=== Problem 1 ===
In the forum discussion about Traveller jumps, which page of The Traveller Book is cited for the assumption of constant acceleration to midpoint and deceleration to arrive at rest?

=== Source passage ===
** Start **

This would only work if the departure and destination worlds happened to have the exact same vector relative to each other, something that is mind-bogglingly unlikely and guaranteed not to be true twice in a row.

I believe the RAW represent a simplification for game purposes. In "reality", the ship would be laying a course that would give it a zero velocity relative to the destination world when it arrives at the jump limit of the departure world. But since that would complicate calculations for no real gain, the simpler version is used for gaming purposes.


Hans
 
IIRC, the RAW is only explicit for interplanetary transit times (and the table is wrong in most printings - see errata). Jumping can happen at any velocity - so ship doesn't need to decelerate to 'relative zero' to jump.

Other than having a 100D limit and rolls for mis-jumps, the rest is basically undefined.

A crude way to handle it is add the 100D limits for departure and destination worlds and then use interplanetary transit times. Ship may thus be still accelerating, or decelerating at the time of jump. Like everything else, it is still only a crude representation that ignores most things (starting velocities from orbit or planetary orbit, directions, the 3rd spatial dimensions, gravity, etc...).
 
BP said:
IIRC, the RAW is only explicit for interplanetary transit times (and the table is wrong in most printings - see errata).

All interplanetary travel assumed "constant acceleration to midpoint, turnaround, and constant deceleration to arrive at the destination at rest" [The Traveller Book, p. 54]. The typical travel times to safe jump distance for various sized worlds listed in the tabel on the same page conform to this.

Jumping can happen at any velocity - so ship doesn't need to decelerate to 'relative zero' to jump.

It can happen at any velocity, but usually ships decelerate to "rest" as the typical travel times show. (There's also an explicit mention of typical jumps as opposed to so-called "running jumps" somewhere, but I can't recall where).


Hans
 
Hans Rancke said:
... [The Traveller Book, p. 54]. The typical travel times to safe jump distance for various sized worlds listed in the tabel on the same page conform to this.
In that version of Traveller. :wink:

RAW for Mongoose Traveller does not say the same thing nor even imply it by listing safe jump distances on its table on page 145 of the Core.

Further the RAW for other versions of Traveller explicitly does mention 'non-zero' jumps in various places and the reverse is not explicit.
 
Given that most referees don't have detailed relative velocity tables for each world to every other world within jump distance AND that those tables would be continually changing as the world's orbit their star, the stars move within the galaxy, the galaxy moves in the Local Group and the Universe expands... (and about a dozen other movements that I haven't mentioned)

Using the Zero Relative Velocity assumption is a GAME SIMPLIFICATION that makes sense.

Want to make it more complicated and more realistic? Go for it. But in a GAME, using the ZRV assumption is fine for me.
 
Yep - and it works fine for world to world - whether in-system or between systems ;)

** End **

=== Source material ===
** Start **

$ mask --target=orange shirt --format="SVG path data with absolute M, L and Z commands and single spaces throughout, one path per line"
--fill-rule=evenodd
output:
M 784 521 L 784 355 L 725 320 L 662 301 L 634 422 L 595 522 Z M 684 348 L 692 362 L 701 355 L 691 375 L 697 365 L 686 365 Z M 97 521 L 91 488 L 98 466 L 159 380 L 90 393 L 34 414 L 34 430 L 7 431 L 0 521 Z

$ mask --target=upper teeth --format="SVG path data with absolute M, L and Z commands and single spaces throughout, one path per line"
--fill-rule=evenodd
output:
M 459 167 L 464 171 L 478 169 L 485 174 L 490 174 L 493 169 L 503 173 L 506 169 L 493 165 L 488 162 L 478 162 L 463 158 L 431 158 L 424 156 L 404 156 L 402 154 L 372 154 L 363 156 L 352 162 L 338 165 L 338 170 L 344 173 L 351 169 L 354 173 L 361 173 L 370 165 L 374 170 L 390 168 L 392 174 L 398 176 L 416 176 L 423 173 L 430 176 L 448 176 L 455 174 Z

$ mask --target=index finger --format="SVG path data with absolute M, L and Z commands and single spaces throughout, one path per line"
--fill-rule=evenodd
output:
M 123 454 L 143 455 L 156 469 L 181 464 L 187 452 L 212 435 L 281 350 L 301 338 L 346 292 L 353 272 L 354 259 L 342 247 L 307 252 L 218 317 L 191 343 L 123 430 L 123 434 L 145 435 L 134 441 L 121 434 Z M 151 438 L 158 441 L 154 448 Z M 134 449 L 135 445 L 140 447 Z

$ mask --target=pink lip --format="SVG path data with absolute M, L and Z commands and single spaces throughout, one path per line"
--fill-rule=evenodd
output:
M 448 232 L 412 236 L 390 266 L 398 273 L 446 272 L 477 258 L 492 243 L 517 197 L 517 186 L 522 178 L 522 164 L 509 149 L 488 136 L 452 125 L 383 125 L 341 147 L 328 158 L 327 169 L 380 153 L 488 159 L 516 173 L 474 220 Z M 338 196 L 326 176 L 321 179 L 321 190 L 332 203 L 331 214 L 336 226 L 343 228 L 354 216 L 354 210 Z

** End **

=== Problem 2 ===
Rewrite the part of the entries that opens with the line containing "mask --target=index finger" and runs through the end of the entries as a JSON list of strings, one string per line, with blank lines left out.

=== Final result 1 ===
Page 54.

=== Final result 2 ===
[
  "$ mask --target=index finger --format=\"SVG path data with absolute M, L and Z commands and single spaces throughout, one path per line\"",
  "--fill-rule=evenodd",
  "output:",
  "M 123 454 L 143 455 L 156 469 L 181 464 L 187 452 L 212 435 L 281 350 L 301 338 L 346 292 L 353 272 L 354 259 L 342 247 L 307 252 L 218 317 L 191 343 L 123 430 L 123 434 L 145 435 L 134 441 L 121 434 Z M 151 438 L 158 441 L 154 448 Z M 134 449 L 135 445 L 140 447 Z",
  "$ mask --target=pink lip --format=\"SVG path data with absolute M, L and Z commands and single spaces throughout, one path per line\"",
  "--fill-rule=evenodd",
  "output:",
  "M 448 232 L 412 236 L 390 266 L 398 273 L 446 272 L 477 258 L 492 243 L 517 197 L 517 186 L 522 178 L 522 164 L 509 149 L 488 136 L 452 125 L 383 125 L 341 147 L 328 158 L 327 169 L 380 153 L 488 159 L 516 173 L 474 220 Z M 338 196 L 326 176 L 321 179 L 321 190 L 332 203 L 331 214 L 336 226 L 343 228 L 354 216 L 354 210 Z"
]